──────── DATA SHOWN ────────

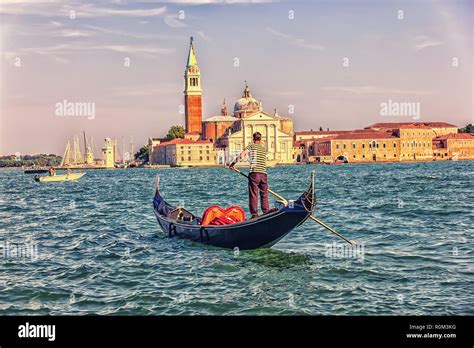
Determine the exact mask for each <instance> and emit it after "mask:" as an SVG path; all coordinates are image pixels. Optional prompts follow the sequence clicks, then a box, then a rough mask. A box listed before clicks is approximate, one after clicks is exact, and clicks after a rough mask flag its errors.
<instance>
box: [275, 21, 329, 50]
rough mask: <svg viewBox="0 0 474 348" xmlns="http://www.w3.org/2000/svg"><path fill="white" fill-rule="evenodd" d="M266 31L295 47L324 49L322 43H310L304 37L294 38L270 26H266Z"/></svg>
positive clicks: (293, 37) (310, 49)
mask: <svg viewBox="0 0 474 348" xmlns="http://www.w3.org/2000/svg"><path fill="white" fill-rule="evenodd" d="M266 31H267V32H269V33H270V34H272V35H274V36H276V37H278V38H280V39H282V40H284V41H286V42H287V43H289V44H290V45H294V46H297V47H301V48H305V49H309V50H313V51H324V50H325V47H324V46H322V45H318V44H312V43H309V42H306V40H305V39H301V38H296V37H293V36H292V35H289V34H284V33H281V32H279V31H277V30H275V29H273V28H270V27H267V28H266Z"/></svg>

────────

▶ [TASK REQUIREMENTS]:
Convert the rows above into a JSON list of strings, one string for each line and no strings for blank lines. Leave the pictures out.

▶ [WRITTEN RESPONSE]:
[
  "Determine the exact mask for each <instance> and emit it after \"mask:\" as an SVG path; all coordinates are image pixels. Optional prompts follow the sequence clicks, then a box, then a rough mask. A box listed before clicks is approximate, one after clicks is exact, and clicks after a rough mask flag its errors.",
  "<instance>",
  "box: [275, 21, 329, 50]",
  "rough mask: <svg viewBox=\"0 0 474 348\" xmlns=\"http://www.w3.org/2000/svg\"><path fill=\"white\" fill-rule=\"evenodd\" d=\"M266 31L295 47L324 49L322 43H310L304 37L294 38L270 26H266Z\"/></svg>",
  "positive clicks: (293, 37) (310, 49)",
  "mask: <svg viewBox=\"0 0 474 348\" xmlns=\"http://www.w3.org/2000/svg\"><path fill=\"white\" fill-rule=\"evenodd\" d=\"M266 31H267V32H269V33H270V34H272V35H274V36H276V37H278V38H280V39H282V40H284V41H286V42H287V43H289V44H290V45H294V46H297V47H301V48H305V49H309V50H313V51H324V50H325V47H324V46H322V45H318V44H312V43H309V42H306V40H305V39H301V38H296V37H293V36H292V35H289V34H284V33H281V32H279V31H277V30H275V29H273V28H270V27H267V28H266Z\"/></svg>"
]